GIVEN EXERCISE: Transcribe the whole listing without a single picture.

■ ■ ■ ■ ■ ■ ■

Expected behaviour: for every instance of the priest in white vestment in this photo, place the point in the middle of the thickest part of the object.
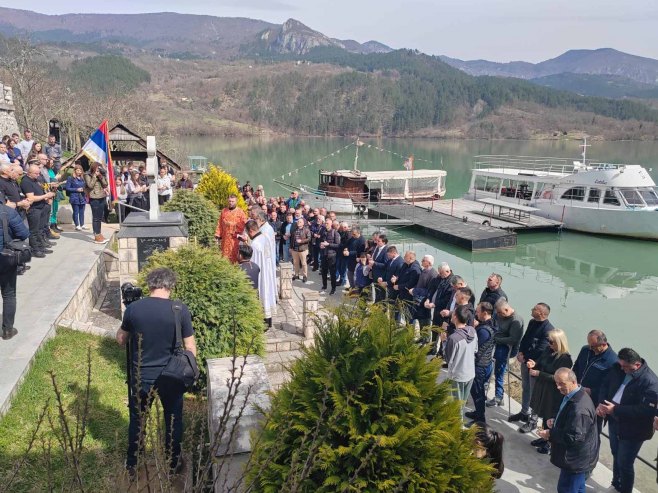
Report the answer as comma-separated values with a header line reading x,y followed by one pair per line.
x,y
265,257
267,230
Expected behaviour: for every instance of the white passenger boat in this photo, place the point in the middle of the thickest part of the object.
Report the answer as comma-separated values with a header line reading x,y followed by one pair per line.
x,y
349,191
601,198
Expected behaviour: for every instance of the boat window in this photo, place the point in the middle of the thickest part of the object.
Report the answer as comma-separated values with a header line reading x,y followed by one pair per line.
x,y
487,183
575,193
516,188
632,197
649,196
610,198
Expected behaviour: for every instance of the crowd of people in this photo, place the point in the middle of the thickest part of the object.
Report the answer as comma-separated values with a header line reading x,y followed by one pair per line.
x,y
574,398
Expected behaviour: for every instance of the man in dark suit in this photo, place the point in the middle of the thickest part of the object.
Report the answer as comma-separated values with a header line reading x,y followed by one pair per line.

■ ■ ■ ■ ■ ■ ■

RIGHT ANSWER:
Expected behaviour: for every instance of the priest in white vestment in this photo, place the point in the middle of the thickest part of the object.
Report the answer as comma-separated values with a header line reading x,y followed by one pair per line.
x,y
265,257
267,230
Expected behaviour: for every instance of the white passenger boat in this photo, place the point in the middle of the thickest part of the object.
Report the answer as comma-separated values with a header line reading x,y followed by one pair per line.
x,y
349,191
601,198
Expected behaviour: for every instance of the boat window in this photo, place the point in the middle of the thickest part of the object.
Report the answer as comma-separated values with a header line reading x,y followed by one pair per line.
x,y
487,183
575,193
516,188
632,197
649,196
610,198
Expected behaviour: for every instance of the crowd of people in this photo, place the point in the middle of the thickest part of the object.
Report the answer as comma-separated values with a header line reading x,y followed by one pair per line.
x,y
574,398
Expected behaviour: for every instance of the man in dark suit in this photo, place the point in the middle of the thickest part of the object.
Report the answer as comma-separated values with a header line reading x,y followed by one pair per line.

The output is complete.